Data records
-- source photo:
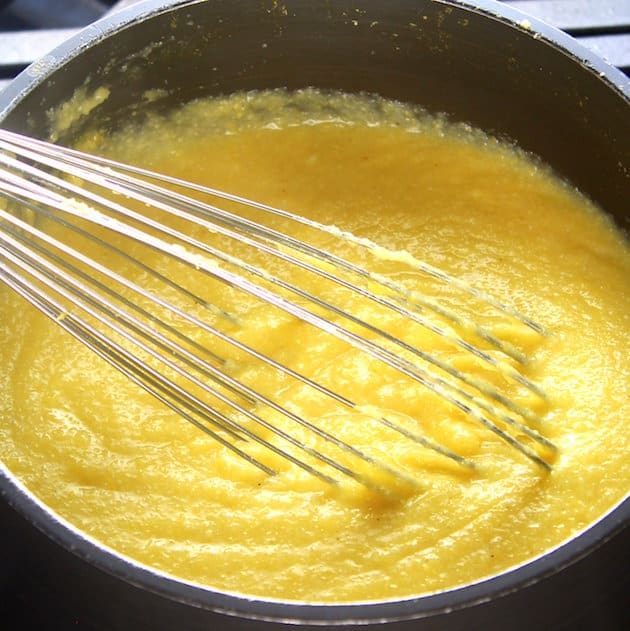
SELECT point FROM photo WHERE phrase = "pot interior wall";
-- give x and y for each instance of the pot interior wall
(449, 59)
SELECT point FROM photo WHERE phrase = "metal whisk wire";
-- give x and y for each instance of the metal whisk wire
(62, 186)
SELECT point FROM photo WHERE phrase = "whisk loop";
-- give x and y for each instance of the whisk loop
(135, 321)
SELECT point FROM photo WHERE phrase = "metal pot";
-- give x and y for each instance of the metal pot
(481, 63)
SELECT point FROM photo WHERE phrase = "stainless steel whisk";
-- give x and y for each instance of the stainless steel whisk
(143, 333)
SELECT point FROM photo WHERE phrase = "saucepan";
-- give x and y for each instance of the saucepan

Work instruction >> Please count the lines above containing "photo"; number only.

Output of the exercise >> 7